[Stored data]
————————

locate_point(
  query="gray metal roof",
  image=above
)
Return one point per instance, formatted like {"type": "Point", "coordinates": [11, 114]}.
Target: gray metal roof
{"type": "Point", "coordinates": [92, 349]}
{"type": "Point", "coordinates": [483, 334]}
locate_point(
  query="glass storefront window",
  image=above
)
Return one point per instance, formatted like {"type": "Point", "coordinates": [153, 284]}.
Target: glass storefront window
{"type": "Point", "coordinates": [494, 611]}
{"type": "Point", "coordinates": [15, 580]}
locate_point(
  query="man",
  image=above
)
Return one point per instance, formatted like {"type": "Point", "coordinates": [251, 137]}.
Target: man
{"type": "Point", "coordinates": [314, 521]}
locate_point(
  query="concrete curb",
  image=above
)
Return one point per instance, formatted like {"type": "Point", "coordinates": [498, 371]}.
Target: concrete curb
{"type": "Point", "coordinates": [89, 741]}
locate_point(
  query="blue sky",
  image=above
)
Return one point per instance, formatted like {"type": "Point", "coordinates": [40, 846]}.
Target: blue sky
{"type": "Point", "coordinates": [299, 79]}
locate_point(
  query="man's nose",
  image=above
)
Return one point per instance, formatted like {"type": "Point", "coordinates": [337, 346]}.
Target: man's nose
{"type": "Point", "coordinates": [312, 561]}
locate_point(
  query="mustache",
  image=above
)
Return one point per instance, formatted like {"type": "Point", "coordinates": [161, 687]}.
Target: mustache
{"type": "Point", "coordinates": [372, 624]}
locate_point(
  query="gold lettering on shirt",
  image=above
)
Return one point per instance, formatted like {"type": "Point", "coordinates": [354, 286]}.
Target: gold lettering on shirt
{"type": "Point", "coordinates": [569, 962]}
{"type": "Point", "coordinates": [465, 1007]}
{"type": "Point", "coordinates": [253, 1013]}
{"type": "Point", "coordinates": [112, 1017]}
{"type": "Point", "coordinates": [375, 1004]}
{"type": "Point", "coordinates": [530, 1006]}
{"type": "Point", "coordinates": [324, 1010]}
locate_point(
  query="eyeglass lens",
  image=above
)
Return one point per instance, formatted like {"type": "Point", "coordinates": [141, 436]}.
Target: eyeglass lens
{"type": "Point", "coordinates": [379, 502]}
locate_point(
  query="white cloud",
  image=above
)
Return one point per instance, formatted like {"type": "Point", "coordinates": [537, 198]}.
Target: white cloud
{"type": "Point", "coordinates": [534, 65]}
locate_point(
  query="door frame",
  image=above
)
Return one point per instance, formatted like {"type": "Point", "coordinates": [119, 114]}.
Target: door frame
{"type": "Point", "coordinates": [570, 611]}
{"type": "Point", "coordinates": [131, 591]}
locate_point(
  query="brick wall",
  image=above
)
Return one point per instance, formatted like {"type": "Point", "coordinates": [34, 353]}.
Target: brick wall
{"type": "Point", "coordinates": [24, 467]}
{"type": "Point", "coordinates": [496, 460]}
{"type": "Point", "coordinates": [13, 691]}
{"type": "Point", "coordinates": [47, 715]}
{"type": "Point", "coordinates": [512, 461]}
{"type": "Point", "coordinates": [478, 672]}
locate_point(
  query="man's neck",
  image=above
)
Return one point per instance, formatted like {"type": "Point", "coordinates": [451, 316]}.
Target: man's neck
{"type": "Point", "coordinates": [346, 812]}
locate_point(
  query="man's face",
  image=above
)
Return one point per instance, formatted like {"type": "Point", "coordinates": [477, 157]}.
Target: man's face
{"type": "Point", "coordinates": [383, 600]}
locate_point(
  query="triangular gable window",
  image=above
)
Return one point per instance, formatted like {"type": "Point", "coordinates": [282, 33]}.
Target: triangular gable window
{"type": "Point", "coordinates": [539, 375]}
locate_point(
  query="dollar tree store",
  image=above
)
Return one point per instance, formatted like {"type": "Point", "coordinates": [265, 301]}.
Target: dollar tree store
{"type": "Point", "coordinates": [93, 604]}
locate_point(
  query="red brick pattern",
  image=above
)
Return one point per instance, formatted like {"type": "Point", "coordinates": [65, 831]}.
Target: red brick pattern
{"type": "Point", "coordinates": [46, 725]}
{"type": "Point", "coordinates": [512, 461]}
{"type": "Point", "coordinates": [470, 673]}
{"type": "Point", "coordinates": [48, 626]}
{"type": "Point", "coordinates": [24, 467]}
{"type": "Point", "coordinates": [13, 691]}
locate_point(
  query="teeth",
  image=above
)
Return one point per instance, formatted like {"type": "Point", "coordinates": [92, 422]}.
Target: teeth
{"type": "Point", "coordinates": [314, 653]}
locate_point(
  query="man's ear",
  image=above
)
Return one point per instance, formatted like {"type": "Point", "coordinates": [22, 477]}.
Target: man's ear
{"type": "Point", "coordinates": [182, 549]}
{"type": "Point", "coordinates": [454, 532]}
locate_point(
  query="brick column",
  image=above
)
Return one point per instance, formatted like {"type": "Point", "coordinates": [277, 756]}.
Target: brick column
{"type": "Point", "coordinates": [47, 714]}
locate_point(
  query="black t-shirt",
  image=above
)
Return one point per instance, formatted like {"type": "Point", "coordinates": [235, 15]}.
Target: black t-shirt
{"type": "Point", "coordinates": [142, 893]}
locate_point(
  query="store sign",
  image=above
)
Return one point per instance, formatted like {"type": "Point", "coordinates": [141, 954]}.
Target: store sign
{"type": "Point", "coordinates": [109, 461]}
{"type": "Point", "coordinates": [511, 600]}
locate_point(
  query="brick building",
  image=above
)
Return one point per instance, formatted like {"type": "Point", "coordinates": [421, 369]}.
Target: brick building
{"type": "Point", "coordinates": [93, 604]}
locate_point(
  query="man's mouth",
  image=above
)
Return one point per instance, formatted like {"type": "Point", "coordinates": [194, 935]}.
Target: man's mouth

————————

Exercise instructions =>
Reproduce each entry above character for character.

Task solution =>
locate_point(
  query="gray metal roof",
  image=above
)
Return one point per instance, formatted like {"type": "Point", "coordinates": [11, 114]}.
Target: gray metal roof
{"type": "Point", "coordinates": [92, 349]}
{"type": "Point", "coordinates": [483, 334]}
locate_point(
  query="glass storefront window",
  image=above
)
Return one point per instance, formatted like {"type": "Point", "coordinates": [153, 284]}.
Target: glass storefront window
{"type": "Point", "coordinates": [494, 611]}
{"type": "Point", "coordinates": [15, 580]}
locate_point(
  query="man",
  image=above
)
Return one point per instance, formatted like {"type": "Point", "coordinates": [251, 137]}.
Target: man
{"type": "Point", "coordinates": [314, 521]}
locate_point(
  query="concrete curb",
  image=above
)
Return one point per instance, formatted like {"type": "Point", "coordinates": [498, 371]}.
Target: concrete curb
{"type": "Point", "coordinates": [89, 741]}
locate_point(
  query="blue sky",
  image=above
)
Return one point per instance, formatted like {"type": "Point", "coordinates": [40, 846]}.
Target: blue sky
{"type": "Point", "coordinates": [299, 79]}
locate_point(
  query="man's nose",
  image=above
)
Return one point per instance, formatted like {"type": "Point", "coordinates": [337, 346]}.
Target: man's nose
{"type": "Point", "coordinates": [312, 561]}
locate_point(
  query="mustache",
  image=above
)
Return one point per instance, formatted like {"type": "Point", "coordinates": [161, 687]}.
Target: mustache
{"type": "Point", "coordinates": [372, 624]}
locate_point(
  query="gold lettering on shirt",
  image=above
)
Return one point per instance, formatted like {"type": "Point", "coordinates": [354, 286]}.
Target: gold lettering on shirt
{"type": "Point", "coordinates": [569, 962]}
{"type": "Point", "coordinates": [465, 1007]}
{"type": "Point", "coordinates": [253, 1013]}
{"type": "Point", "coordinates": [112, 1017]}
{"type": "Point", "coordinates": [375, 1004]}
{"type": "Point", "coordinates": [530, 1006]}
{"type": "Point", "coordinates": [324, 1010]}
locate_point(
  query="eyeglass lens",
  image=above
)
Return one point per instance, formatted like {"type": "Point", "coordinates": [141, 436]}.
Target: eyeglass lens
{"type": "Point", "coordinates": [379, 502]}
locate_point(
  query="white cloud",
  image=above
)
Return one point per instance, formatted like {"type": "Point", "coordinates": [537, 198]}.
Target: white cloud
{"type": "Point", "coordinates": [534, 65]}
locate_point(
  query="door frame",
  image=above
)
Return one point per instance, formatted like {"type": "Point", "coordinates": [119, 114]}.
Target: door frame
{"type": "Point", "coordinates": [570, 611]}
{"type": "Point", "coordinates": [131, 591]}
locate_point(
  query="brick wall",
  image=above
)
Return one point per instance, formatted like {"type": "Point", "coordinates": [34, 353]}.
Target: brick wall
{"type": "Point", "coordinates": [24, 467]}
{"type": "Point", "coordinates": [496, 460]}
{"type": "Point", "coordinates": [13, 691]}
{"type": "Point", "coordinates": [47, 715]}
{"type": "Point", "coordinates": [512, 461]}
{"type": "Point", "coordinates": [478, 672]}
locate_point(
  query="man's neck",
  image=above
)
Return one point per instance, formatted like {"type": "Point", "coordinates": [451, 316]}.
Target: man's neck
{"type": "Point", "coordinates": [346, 812]}
locate_point(
  query="man's face",
  image=above
)
Return one point per instance, formatted like {"type": "Point", "coordinates": [477, 157]}.
Target: man's face
{"type": "Point", "coordinates": [383, 600]}
locate_point(
  query="triangular gable window",
  image=above
)
Return one point per instance, formatted like {"type": "Point", "coordinates": [282, 33]}.
Target: triangular gable window
{"type": "Point", "coordinates": [539, 375]}
locate_point(
  query="dollar tree store",
  image=above
)
Return one point per instance, formatted like {"type": "Point", "coordinates": [265, 301]}.
Target: dollar tree store
{"type": "Point", "coordinates": [93, 604]}
locate_point(
  query="red brick pattern",
  image=above
)
Return one point per instance, formatted like {"type": "Point", "coordinates": [65, 831]}.
Target: red brick pattern
{"type": "Point", "coordinates": [46, 725]}
{"type": "Point", "coordinates": [512, 461]}
{"type": "Point", "coordinates": [470, 673]}
{"type": "Point", "coordinates": [48, 626]}
{"type": "Point", "coordinates": [24, 467]}
{"type": "Point", "coordinates": [13, 691]}
locate_point(
  query="teeth",
  image=above
)
Return one point per instance, formatted like {"type": "Point", "coordinates": [92, 422]}.
Target: teeth
{"type": "Point", "coordinates": [314, 653]}
locate_point(
  query="man's ear",
  image=above
)
Return one point per instance, formatted like {"type": "Point", "coordinates": [22, 477]}.
Target: man's ear
{"type": "Point", "coordinates": [182, 549]}
{"type": "Point", "coordinates": [454, 532]}
locate_point(
  query="brick column",
  image=above
)
Return one point per instance, formatted like {"type": "Point", "coordinates": [277, 756]}.
Target: brick column
{"type": "Point", "coordinates": [47, 714]}
locate_point(
  query="black t-shirt",
  image=above
)
Return one point per instance, formatted like {"type": "Point", "coordinates": [235, 15]}.
Target: black t-shirt
{"type": "Point", "coordinates": [142, 893]}
locate_point(
  query="store sign",
  image=above
)
Return one point per instance, formatted like {"type": "Point", "coordinates": [141, 954]}.
Target: store sign
{"type": "Point", "coordinates": [109, 461]}
{"type": "Point", "coordinates": [511, 600]}
locate_point(
  query="brick building",
  image=above
)
Return one point per instance, formatted like {"type": "Point", "coordinates": [421, 369]}.
Target: brick building
{"type": "Point", "coordinates": [93, 604]}
locate_point(
  query="man's mouth",
  image=above
)
Return one point per instance, formatted like {"type": "Point", "coordinates": [194, 935]}.
Target: man's mouth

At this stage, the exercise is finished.